I guess I should say “Sit up and pay attention while I answer your question!”
:-)
I certainly do, from personal experience. About 5 years ago, I was working at a high-tech company in Silicon Valley and found that the only way I could focus on my work was to have a stand-up workstation, which kept me from slouching in my comfy chair and turning into a web-surfing distraction-seeker.
This is why teachers tell us “sit up and pay attention”: certain postures, such as laying down or even slouching in a chair, seem to trigger certain states of mind, such as sleepiness or just plain relaxation, rather than alertness.
Medical research into the relationship between posture and alertness and productivity continues. You have probably heard over and over again that we have five senses: sight, hearing, taste, smell and touch. In fact, we have far more senses, generally grouped into two categories: ”exteroception”, which deals with sensing things outside our bodies (the five senses above, plus the sense of balance) and ”interoception”, which deals with sensing things inside our bodies (pain, hunger, thirst, and so forth). About a hundred years ago, though, scientists described ”proprioception” (“the sense of one’s self”), which deals with awareness of how your limbs and body are positioned—whether your arm is outstretched, where your right foot is right now, and so forth.

| Your tasks |
1. According to the text on posture and alertness, what helped the writer stay focused while working at a Silicon Valley company?
2. Resume the text on posture and alertness right after its final sentence.
These records have no connection to the text on posture and alertness.

| Record extracts |
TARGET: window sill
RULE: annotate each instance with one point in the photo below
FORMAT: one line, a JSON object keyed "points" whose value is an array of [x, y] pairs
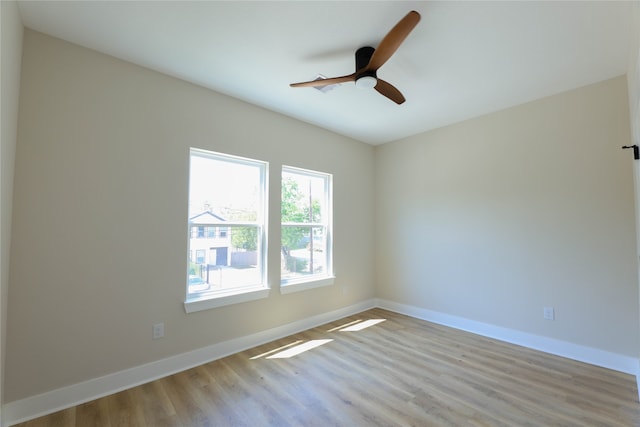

---

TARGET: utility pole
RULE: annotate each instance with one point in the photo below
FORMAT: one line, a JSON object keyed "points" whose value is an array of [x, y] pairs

| Answers provided |
1. A stand-up workstation.

2.
With no specific scientific knowledge to back it up, forgive me, I suspect that some combination of the senses of balance and proprioception are involved in helping us fall asleep, wake up, be prepared for challenges. I also suspect that we developed those senses and that unconscious relationship among them through evolutionary adaptation (I wouldn’t call it a throwback, but a useful adaptation, like the ability to feel pain, which can save our lives.)
I hope this helps.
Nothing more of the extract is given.